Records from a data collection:

▽

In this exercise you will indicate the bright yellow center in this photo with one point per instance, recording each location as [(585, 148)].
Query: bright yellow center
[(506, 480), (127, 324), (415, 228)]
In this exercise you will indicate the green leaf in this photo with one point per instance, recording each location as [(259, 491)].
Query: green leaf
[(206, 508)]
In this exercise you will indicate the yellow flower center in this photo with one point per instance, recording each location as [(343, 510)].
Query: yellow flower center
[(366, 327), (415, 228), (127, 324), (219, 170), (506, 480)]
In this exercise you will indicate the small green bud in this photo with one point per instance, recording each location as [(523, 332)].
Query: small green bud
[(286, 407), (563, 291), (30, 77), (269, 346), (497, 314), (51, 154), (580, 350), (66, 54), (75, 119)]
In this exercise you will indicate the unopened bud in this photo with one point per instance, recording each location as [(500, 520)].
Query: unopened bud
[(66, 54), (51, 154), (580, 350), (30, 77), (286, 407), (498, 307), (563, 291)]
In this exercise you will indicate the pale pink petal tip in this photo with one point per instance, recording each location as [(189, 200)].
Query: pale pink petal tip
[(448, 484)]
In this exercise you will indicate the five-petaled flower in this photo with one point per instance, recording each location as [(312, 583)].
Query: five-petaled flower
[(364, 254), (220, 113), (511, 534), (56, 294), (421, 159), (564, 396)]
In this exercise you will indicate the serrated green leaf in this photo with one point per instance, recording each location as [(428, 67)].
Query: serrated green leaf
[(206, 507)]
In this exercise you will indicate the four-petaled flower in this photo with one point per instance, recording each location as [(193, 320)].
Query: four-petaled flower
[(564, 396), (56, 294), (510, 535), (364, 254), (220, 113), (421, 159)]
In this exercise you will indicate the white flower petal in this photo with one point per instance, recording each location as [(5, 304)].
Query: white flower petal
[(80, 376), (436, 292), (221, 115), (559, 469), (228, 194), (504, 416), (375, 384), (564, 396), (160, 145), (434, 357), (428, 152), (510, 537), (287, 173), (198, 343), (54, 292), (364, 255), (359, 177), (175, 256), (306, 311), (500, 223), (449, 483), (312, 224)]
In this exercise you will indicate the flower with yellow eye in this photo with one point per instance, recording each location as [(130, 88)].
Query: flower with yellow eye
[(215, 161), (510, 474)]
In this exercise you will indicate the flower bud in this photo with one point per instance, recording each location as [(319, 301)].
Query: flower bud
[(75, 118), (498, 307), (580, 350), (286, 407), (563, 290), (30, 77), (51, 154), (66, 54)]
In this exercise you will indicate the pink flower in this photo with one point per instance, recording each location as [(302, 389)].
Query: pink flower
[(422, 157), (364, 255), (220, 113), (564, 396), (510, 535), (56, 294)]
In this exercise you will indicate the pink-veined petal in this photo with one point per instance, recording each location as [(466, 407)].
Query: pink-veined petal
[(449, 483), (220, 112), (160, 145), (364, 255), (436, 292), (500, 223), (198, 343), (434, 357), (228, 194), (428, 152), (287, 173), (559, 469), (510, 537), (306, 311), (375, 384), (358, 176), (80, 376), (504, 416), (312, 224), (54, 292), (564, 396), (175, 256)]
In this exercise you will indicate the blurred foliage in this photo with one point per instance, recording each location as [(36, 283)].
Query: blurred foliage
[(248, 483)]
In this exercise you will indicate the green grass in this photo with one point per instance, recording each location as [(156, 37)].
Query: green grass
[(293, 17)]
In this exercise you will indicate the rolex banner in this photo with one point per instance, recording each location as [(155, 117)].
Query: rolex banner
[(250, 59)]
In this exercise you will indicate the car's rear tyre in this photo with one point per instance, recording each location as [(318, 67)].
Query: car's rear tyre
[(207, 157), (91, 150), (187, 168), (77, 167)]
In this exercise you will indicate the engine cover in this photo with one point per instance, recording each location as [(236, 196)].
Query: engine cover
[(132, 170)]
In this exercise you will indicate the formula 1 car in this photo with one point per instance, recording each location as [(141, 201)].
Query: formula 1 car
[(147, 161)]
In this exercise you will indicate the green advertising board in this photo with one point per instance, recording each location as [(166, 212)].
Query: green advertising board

△

### TASK TO CARRY OUT
The records above should be restated exactly, line for line.

### FINISHED TASK
In this exercise you will indicate the bright yellow center in this photo with one point per instance, recording each location as [(585, 148)].
Query: bright yellow center
[(506, 480), (127, 324), (415, 228)]
In this exercise you will indicate the green leaf in this photo with one point per instance, recording each location as [(259, 491)].
Query: green leaf
[(206, 508)]
In this exercise you will indicate the yellow flower center in this photo with one point per instance, recording each location as [(343, 510)].
Query: yellow flower center
[(366, 327), (415, 228), (127, 324), (219, 170), (506, 480)]
In this exercise you will indicate the small green bud in this photo with one point per instance, recording each location as [(523, 332)].
Query: small green bud
[(286, 407), (563, 291), (30, 77), (269, 346), (497, 314), (51, 154), (580, 350), (66, 54), (75, 119)]
In this exercise you will indicate the unopened bud in this photo with one point per instance, recording each location as [(500, 520)].
Query: unopened bud
[(66, 54), (51, 154), (580, 350), (30, 77), (286, 407), (498, 307), (563, 291)]
In this exercise you will indicate the pale pink petal tip in this photo with one point per instance, recording each location as [(189, 200)].
Query: pale pink petal tip
[(448, 484)]
In this exercise you will indicate the five-petaled flower in this photo with one point per instance, recording each location as [(312, 583)].
Query: five-petaled flower
[(364, 254), (220, 113), (511, 534), (56, 294), (421, 159), (564, 396)]
In this exercise you will indicate the serrated green leaf in this photo with one point per instance, recording each location as [(428, 67)].
Query: serrated green leaf
[(206, 507)]
In this exercise you will indicate the four-petaled flower in this photo with one point per instance, recording each location as [(193, 320)].
Query: four-petaled flower
[(564, 396), (56, 294), (510, 535), (364, 254), (220, 113), (421, 159)]
In this exercise you will indicate the white flower petal in this photo with one point per instance, recording each location as [(5, 304)].
Query: white flower petal
[(80, 376), (436, 292), (221, 115), (559, 469), (228, 194), (504, 416), (375, 384), (564, 396), (160, 145), (434, 357), (428, 152), (510, 537), (287, 173), (198, 343), (54, 292), (364, 255), (359, 177), (175, 256), (306, 311), (500, 223), (449, 483), (312, 224)]
In this exercise you will indicate the flower with yellow eye in this photo with one point per instance, recording each location as [(130, 88)].
Query: flower with yellow eye
[(215, 161), (510, 474)]
In this exercise you will indicate the flower bud in this photo with one point per instance, recording each location as [(319, 301)].
Query: flower bud
[(75, 118), (498, 307), (580, 350), (286, 407), (563, 290), (30, 77), (51, 154), (66, 54)]
In this exercise you will indicate the pink flower in this photo with one point per instance, recording each location as [(302, 389)].
Query: pink flower
[(422, 157), (364, 255), (220, 113), (564, 396), (510, 535), (56, 294)]
In this exercise you will indicate the pink-veined petal in this photo with one point per instance, recording each location as [(466, 407)].
Query: pink-veined petal
[(449, 483), (220, 112), (160, 145), (364, 255), (436, 292), (500, 223), (198, 343), (434, 357), (228, 194), (428, 152), (287, 173), (559, 469), (510, 537), (306, 311), (375, 384), (358, 176), (80, 376), (504, 416), (312, 224), (54, 292), (564, 396), (175, 256)]
In this exercise you will indicate the blurred foliage in this photo with one point per instance, recording each location as [(36, 283)].
Query: blurred foliage
[(248, 483)]
In this exercise you will indicate the green grass in this photo with one point per instance, recording each location as [(156, 37)].
Query: green grass
[(293, 17)]
In this exercise you will indicate the rolex banner in this photo with one point per instance, recording each location as [(155, 117)].
Query: rolex banner
[(250, 59)]
In this exercise you will indicate the car's rear tyre in this photo with one point per instance, recording each location as [(318, 67)].
Query: car's rear tyre
[(207, 157), (91, 150), (187, 168), (77, 167)]
In this exercise you will indicate the engine cover in this photo with one point per instance, recording each location as [(236, 196)].
Query: engine cover
[(132, 170)]
In this exercise you will indicate the formula 1 car in this photo with one point per instance, recording each location as [(141, 201)].
Query: formula 1 car
[(147, 161)]
In this exercise you will indicate the green advertising board in this photo with one point per instance, recording each location as [(166, 212)].
Query: green advertising board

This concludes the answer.